BEGIN

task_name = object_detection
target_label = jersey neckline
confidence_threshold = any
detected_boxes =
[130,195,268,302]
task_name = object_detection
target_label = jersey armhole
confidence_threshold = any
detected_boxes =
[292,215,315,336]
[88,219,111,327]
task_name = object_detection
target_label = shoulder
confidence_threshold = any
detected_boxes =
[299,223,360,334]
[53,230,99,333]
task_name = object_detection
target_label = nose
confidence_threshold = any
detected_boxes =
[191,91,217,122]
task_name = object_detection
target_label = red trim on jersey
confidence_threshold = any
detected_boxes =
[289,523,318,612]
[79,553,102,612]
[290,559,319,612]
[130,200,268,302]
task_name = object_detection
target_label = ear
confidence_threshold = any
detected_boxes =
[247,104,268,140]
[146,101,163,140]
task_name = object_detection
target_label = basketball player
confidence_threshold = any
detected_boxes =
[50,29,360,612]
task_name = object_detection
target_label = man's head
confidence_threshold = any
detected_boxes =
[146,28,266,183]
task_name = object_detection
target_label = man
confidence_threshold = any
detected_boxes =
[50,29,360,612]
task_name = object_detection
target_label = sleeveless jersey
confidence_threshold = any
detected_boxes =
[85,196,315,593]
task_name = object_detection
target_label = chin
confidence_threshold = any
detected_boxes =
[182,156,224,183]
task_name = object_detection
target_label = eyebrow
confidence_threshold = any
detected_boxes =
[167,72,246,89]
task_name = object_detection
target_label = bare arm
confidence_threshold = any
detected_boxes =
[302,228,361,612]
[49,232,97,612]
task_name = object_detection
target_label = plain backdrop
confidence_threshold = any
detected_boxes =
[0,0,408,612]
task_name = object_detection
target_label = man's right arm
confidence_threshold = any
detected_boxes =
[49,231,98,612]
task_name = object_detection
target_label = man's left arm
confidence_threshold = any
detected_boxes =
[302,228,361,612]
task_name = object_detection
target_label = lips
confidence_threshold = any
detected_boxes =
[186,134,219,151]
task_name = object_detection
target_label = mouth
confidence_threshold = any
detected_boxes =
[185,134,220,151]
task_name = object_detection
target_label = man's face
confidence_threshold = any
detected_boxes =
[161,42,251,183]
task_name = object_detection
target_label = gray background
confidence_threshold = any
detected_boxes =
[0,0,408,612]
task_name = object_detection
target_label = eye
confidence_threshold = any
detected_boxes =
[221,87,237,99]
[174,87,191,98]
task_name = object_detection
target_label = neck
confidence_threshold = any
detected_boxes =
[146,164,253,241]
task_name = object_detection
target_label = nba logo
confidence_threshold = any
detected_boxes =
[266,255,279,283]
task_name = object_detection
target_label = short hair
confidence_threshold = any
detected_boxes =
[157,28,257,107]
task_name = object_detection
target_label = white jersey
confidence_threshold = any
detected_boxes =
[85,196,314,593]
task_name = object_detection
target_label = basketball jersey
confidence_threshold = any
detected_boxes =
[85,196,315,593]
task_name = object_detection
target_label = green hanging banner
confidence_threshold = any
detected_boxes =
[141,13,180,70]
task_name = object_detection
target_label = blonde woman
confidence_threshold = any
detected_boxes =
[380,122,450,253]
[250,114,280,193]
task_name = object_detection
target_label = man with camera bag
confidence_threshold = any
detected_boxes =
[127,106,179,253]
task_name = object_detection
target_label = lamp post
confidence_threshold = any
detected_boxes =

END

● **Task statement**:
Convert all of the data above into a JSON list of strings, one string per line, with blank lines omitted.

● **Right answer**:
[
  "task_name = object_detection",
  "target_label = jersey neckline",
  "confidence_threshold = any",
  "detected_boxes =",
  "[130,195,268,302]",
  "task_name = object_detection",
  "target_label = jersey armhole",
  "confidence_threshold = any",
  "detected_boxes =",
  "[292,215,315,336]",
  "[88,219,111,327]",
  "task_name = object_detection",
  "target_label = shoulder",
  "confidence_threshold = any",
  "detected_boxes =",
  "[299,223,360,334]",
  "[53,230,99,333]",
  "task_name = object_detection",
  "target_label = nose",
  "confidence_threshold = any",
  "detected_boxes =",
  "[191,91,217,122]",
  "task_name = object_detection",
  "target_label = red trim on jersey",
  "confidence_threshold = any",
  "detected_boxes =",
  "[289,523,318,612]",
  "[79,553,102,612]",
  "[290,559,319,612]",
  "[130,200,268,302]",
  "task_name = object_detection",
  "target_label = ear",
  "confidence_threshold = any",
  "detected_boxes =",
  "[247,104,268,140]",
  "[146,101,163,140]",
  "task_name = object_detection",
  "target_label = basketball player",
  "confidence_threshold = any",
  "detected_boxes =",
  "[50,29,360,612]",
  "task_name = object_detection",
  "target_label = man's head",
  "confidence_threshold = any",
  "detected_boxes =",
  "[146,28,266,183]",
  "task_name = object_detection",
  "target_label = man",
  "confidence_threshold = any",
  "detected_boxes =",
  "[50,29,360,612]",
  "task_name = object_detection",
  "target_label = sleeveless jersey",
  "confidence_threshold = any",
  "detected_boxes =",
  "[85,196,315,593]",
  "task_name = object_detection",
  "target_label = chin",
  "confidence_threshold = any",
  "detected_boxes =",
  "[182,156,224,183]",
  "task_name = object_detection",
  "target_label = eyebrow",
  "confidence_threshold = any",
  "detected_boxes =",
  "[167,72,246,89]",
  "task_name = object_detection",
  "target_label = bare arm",
  "confidence_threshold = any",
  "detected_boxes =",
  "[302,228,361,612]",
  "[49,232,97,612]",
  "task_name = object_detection",
  "target_label = plain backdrop",
  "confidence_threshold = any",
  "detected_boxes =",
  "[0,0,408,612]",
  "task_name = object_detection",
  "target_label = man's right arm",
  "confidence_threshold = any",
  "detected_boxes =",
  "[49,231,98,612]",
  "task_name = object_detection",
  "target_label = man's left arm",
  "confidence_threshold = any",
  "detected_boxes =",
  "[302,228,361,612]",
  "task_name = object_detection",
  "target_label = lips",
  "confidence_threshold = any",
  "detected_boxes =",
  "[186,134,219,151]",
  "task_name = object_detection",
  "target_label = mouth",
  "confidence_threshold = any",
  "detected_boxes =",
  "[185,134,220,151]",
  "task_name = object_detection",
  "target_label = man's face",
  "confidence_threshold = any",
  "detected_boxes =",
  "[161,42,251,183]",
  "task_name = object_detection",
  "target_label = gray background",
  "confidence_threshold = any",
  "detected_boxes =",
  "[0,0,408,612]",
  "task_name = object_detection",
  "target_label = eye",
  "confidence_threshold = any",
  "detected_boxes =",
  "[221,87,237,99]",
  "[174,87,191,98]",
  "task_name = object_detection",
  "target_label = neck",
  "confidence_threshold = any",
  "detected_boxes =",
  "[146,164,253,241]",
  "task_name = object_detection",
  "target_label = nba logo",
  "confidence_threshold = any",
  "detected_boxes =",
  "[266,255,279,283]",
  "task_name = object_detection",
  "target_label = short hair",
  "confidence_threshold = any",
  "detected_boxes =",
  "[157,28,257,107]",
  "task_name = object_detection",
  "target_label = white jersey",
  "confidence_threshold = any",
  "detected_boxes =",
  "[85,196,314,593]",
  "task_name = object_detection",
  "target_label = basketball jersey",
  "confidence_threshold = any",
  "detected_boxes =",
  "[85,196,315,593]",
  "task_name = object_detection",
  "target_label = green hanging banner",
  "confidence_threshold = any",
  "detected_boxes =",
  "[141,13,180,70]",
  "task_name = object_detection",
  "target_label = blonde woman",
  "confidence_threshold = any",
  "detected_boxes =",
  "[380,122,450,253]",
  "[250,114,280,193]",
  "task_name = object_detection",
  "target_label = man with camera bag",
  "confidence_threshold = any",
  "detected_boxes =",
  "[127,106,179,253]",
  "task_name = object_detection",
  "target_label = lamp post",
  "confidence_threshold = any",
  "detected_boxes ="
]